Erfasste Daten:
^^^^

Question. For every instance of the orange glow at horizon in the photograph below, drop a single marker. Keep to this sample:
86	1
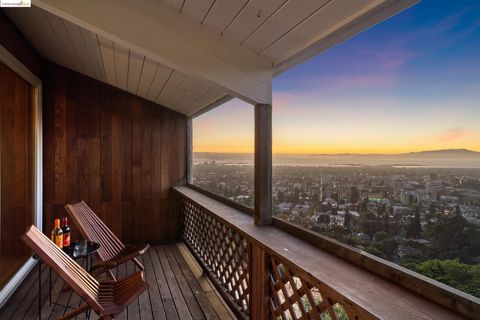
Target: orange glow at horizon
230	129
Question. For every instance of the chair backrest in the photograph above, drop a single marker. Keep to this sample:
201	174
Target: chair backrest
93	229
86	286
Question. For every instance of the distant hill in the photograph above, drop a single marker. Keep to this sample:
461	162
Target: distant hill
444	153
451	158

^^^^

Aufgabenstellung: Gib alle Zeilen der Datensätze oben vollständig wieder, die Aufforderungen eingeschlossen, und skaliere dabei die Punktkoordinaten in den Antworten mit dem Faktor 0,4, gerundet auf ganze Zahlen, wobei halbe Werte aufgerundet werden. Die Zahlen in den Aufforderungen und in deren Formatbeispielen bleiben unverändert, und die Bilder lässt du in deiner Antwort weg.

Ergebnis:
Question. For every instance of the orange glow at horizon in the photograph below, drop a single marker. Keep to this sample:
86	1
Target: orange glow at horizon
92	52
Question. For every instance of the chair backrest in the photograph above, drop a single marker. Keep to this sample:
201	174
Target: chair backrest
37	92
34	114
Question. For every instance of the distant hill in the photograph above, drop a single marker. Keep to this sample:
461	162
Target: distant hill
178	61
180	63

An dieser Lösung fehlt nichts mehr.